== AVAILABLE DATA

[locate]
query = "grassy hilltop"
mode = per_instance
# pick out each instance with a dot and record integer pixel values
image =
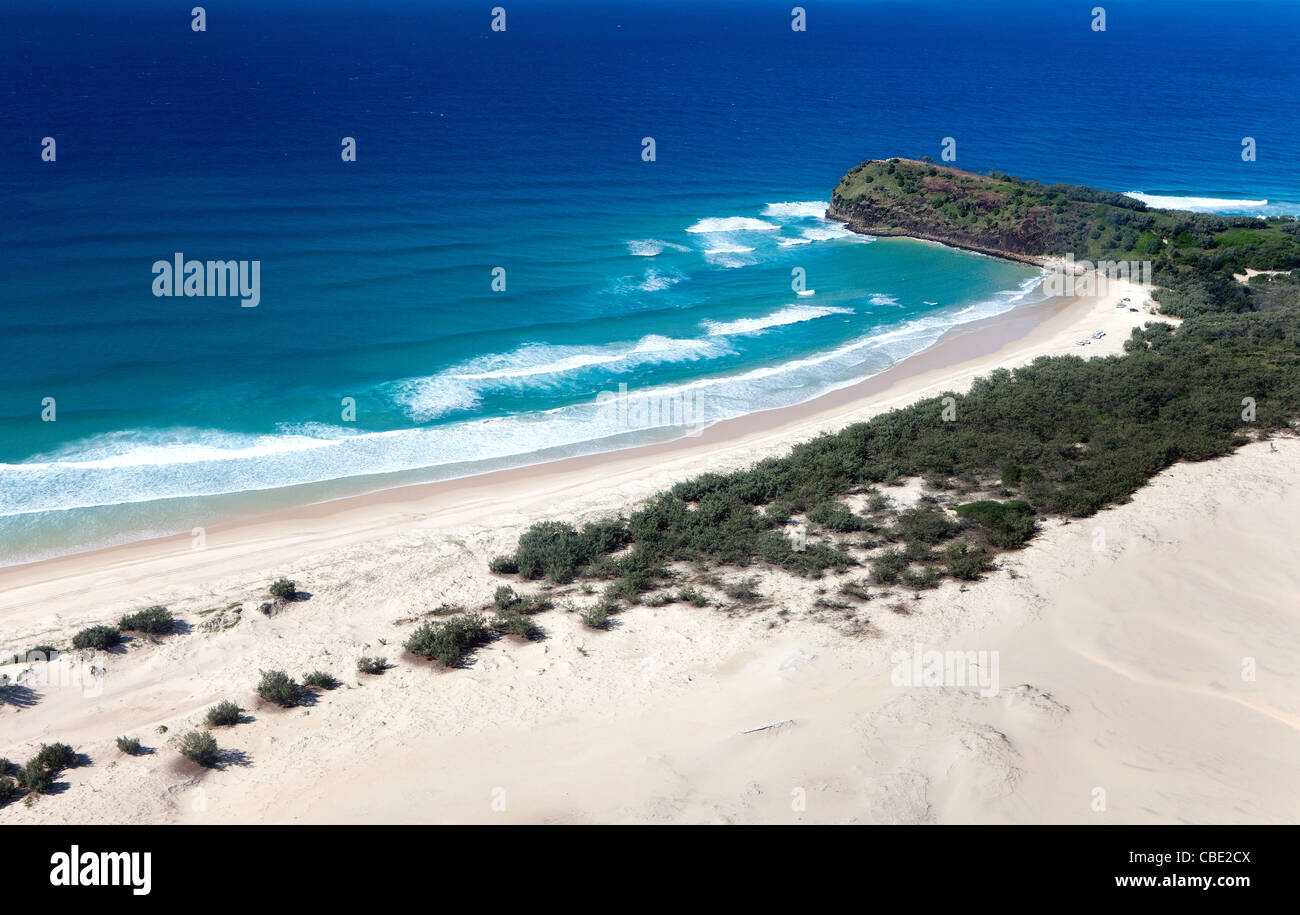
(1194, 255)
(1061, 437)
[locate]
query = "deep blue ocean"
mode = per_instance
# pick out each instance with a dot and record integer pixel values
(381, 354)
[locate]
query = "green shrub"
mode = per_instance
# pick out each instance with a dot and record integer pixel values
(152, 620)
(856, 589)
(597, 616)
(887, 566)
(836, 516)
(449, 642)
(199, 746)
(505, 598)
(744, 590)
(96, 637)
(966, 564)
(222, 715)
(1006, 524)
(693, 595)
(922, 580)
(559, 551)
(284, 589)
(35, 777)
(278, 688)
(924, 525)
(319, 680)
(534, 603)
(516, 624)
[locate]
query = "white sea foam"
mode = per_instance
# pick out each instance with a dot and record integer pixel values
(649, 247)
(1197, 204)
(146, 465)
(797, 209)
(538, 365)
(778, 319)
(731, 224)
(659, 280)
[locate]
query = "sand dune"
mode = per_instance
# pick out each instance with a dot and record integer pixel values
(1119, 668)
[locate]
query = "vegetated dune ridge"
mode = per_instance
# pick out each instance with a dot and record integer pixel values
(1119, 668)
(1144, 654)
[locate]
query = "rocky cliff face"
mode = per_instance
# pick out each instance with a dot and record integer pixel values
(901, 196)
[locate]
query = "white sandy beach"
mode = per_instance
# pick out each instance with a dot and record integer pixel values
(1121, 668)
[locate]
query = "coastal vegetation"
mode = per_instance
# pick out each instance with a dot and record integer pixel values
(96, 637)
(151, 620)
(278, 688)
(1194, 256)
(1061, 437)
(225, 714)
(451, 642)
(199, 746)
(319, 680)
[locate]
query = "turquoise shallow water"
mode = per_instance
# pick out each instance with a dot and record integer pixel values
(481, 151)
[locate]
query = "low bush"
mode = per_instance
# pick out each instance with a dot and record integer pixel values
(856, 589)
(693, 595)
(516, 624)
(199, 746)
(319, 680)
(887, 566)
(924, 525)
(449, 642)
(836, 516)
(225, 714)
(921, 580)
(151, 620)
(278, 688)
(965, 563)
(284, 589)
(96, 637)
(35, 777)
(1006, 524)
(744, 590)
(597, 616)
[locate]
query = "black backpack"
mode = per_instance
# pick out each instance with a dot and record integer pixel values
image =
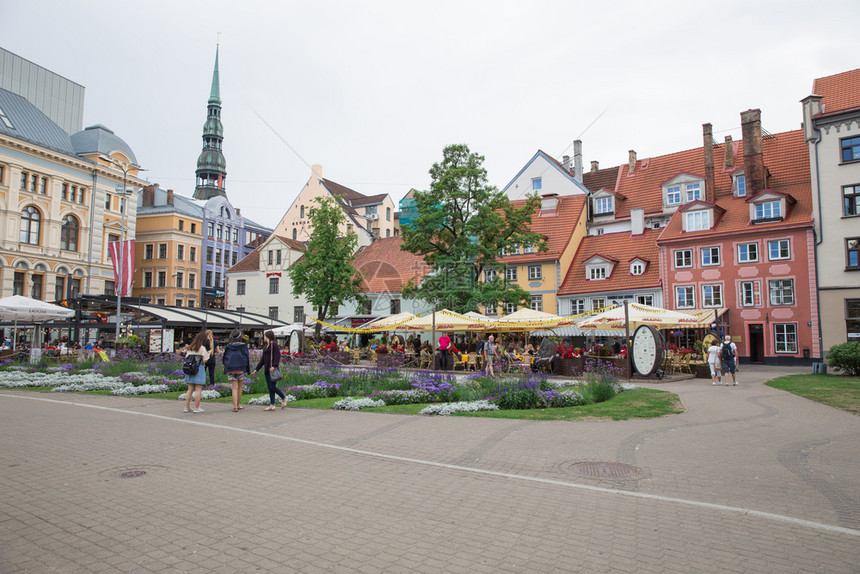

====

Count how many lines of the data above contain the string "query" with case taken into account, and reply with that number alone.

### EXERCISE RESULT
12